### JOBS
- a) Answer each question from the passage on IDOT's recognition for cleaner diesel equipment:
(i) Which two organizations run the Illinois Campaign to Clean Up Diesel Pollution as a joint project?
(ii) Starting with which bid letting did IDOT require cleaner diesel equipment on projects?
(iii) What position does Brian Urbaszewski hold?
- b) Duplicate the part of the passage on IDOT's recognition for cleaner diesel equipment starting at "The recognition by" and ending at "2010 bid letting.".
- c) Write the next part of the passage on IDOT's recognition for cleaner diesel equipment, picking up after its final sentence.

### SELECTED PASSAGE
The recognition by the Illinois Campaign to Clean Up Diesel Pollution, a joint project of Respiratory Health Association of Metropolitan Chicago and Citizen Action/Illinois, praises IDOT  for its “dedication and commitment” to implementing the Green Construction provisions in  Governor Quinn’s Executive Order 11 (2009), directing executive agencies to help reduce negative environmental impacts by state government.

“We are honored to be recognized by this prestigious environmental group,” said Secretary Hannig.  “We will continue our actions to become more ‘green’ and do our part to help save taxpayers’ money, become more energy efficient, reduce pollution and improve air quality in llinois.”

The Illinois Campaign to Clean Up Diesel Pollution acknowledged IDOT for requiring cleaner diesel equipment to be used on projects beginning with the June 2010 bid letting.

“Construction vehicles and equipment are a major source of diesel pollution,” said Brian Urbaszewski, Director of Environmental Health Programs, Respiratory Health Association of  Metropolitan Chicago.  “By requiring cleaner equipment to be used on site, IDOT has raised the bar in promoting cleaner technologies and speeding up the turnover of dirty equipment.”

### DATA SEGMENT
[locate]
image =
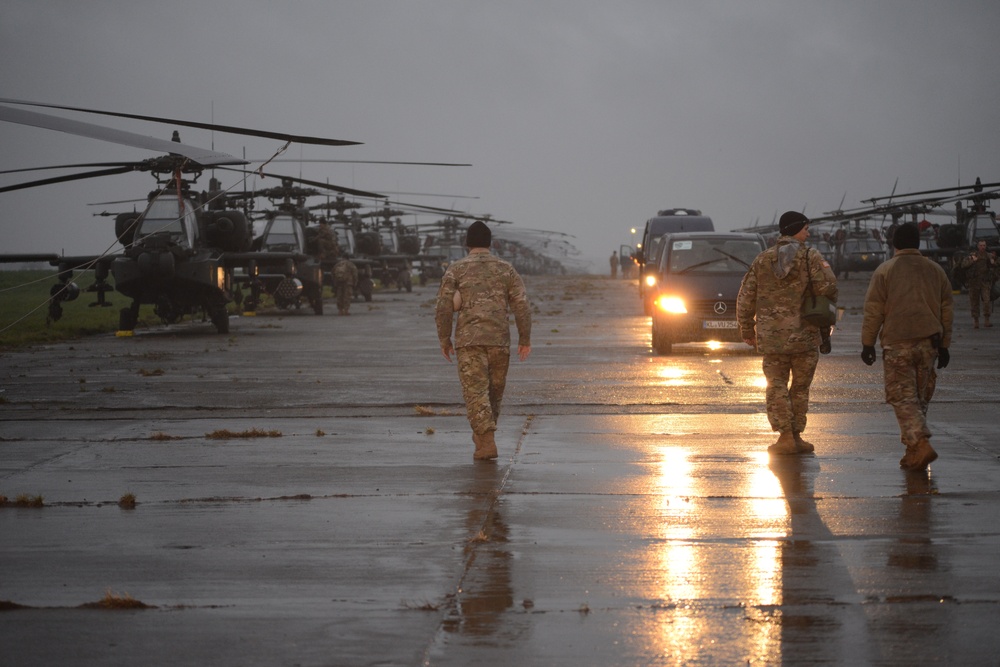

### ANSWERS TO EACH TASK
- a)
(i) Respiratory Health Association of Metropolitan Chicago and Citizen Action/Illinois
(ii) The June 2010 bid letting
(iii) Director of Environmental Health Programs, Respiratory Health Association of Metropolitan Chicago

- b)
The recognition by the Illinois Campaign to Clean Up Diesel Pollution, a joint project of Respiratory Health Association of Metropolitan Chicago and Citizen Action/Illinois, praises IDOT  for its “dedication and commitment” to implementing the Green Construction provisions in  Governor Quinn’s Executive Order 11 (2009), directing executive agencies to help reduce negative environmental impacts by state government.

“We are honored to be recognized by this prestigious environmental group,” said Secretary Hannig.  “We will continue our actions to become more ‘green’ and do our part to help save taxpayers’ money, become more energy efficient, reduce pollution and improve air quality in llinois.”

The Illinois Campaign to Clean Up Diesel Pollution acknowledged IDOT for requiring cleaner diesel equipment to be used on projects beginning with the June 2010 bid letting.

- c)
IDOT also was recognized for requiring the use of ultra low sulfur fuel (ULSD) and limiting diesel engine idling on construction sites, a measure that has been in place since 2009. According to the Illinois Campaign to Clean Up Diesel Pollution, the use of ULSD alone can reduce diesel soot pollution by as much as 9 percent, compared to using fuel with a higher sulfur content.  The organization adds that limiting idling also eliminates unnecessary air pollution in and near Illinois  communities, while saving fuel and reducing emissions that contribute to global warming.

Other environmental efforts implemented by IDOT include recycling up to 50,000 aluminum  highway signs each year.  This practice saves over 190,000 gallons of water, 427,000 pounds of  aluminum annually and saves taxpayers $600,000 a year.  IDOT also recycles 1,000 tons of scrap rubber picked up by work crews along the roadways and utilizes E-85 and hybrid vehicles to reduce the agency’s carbon footprint.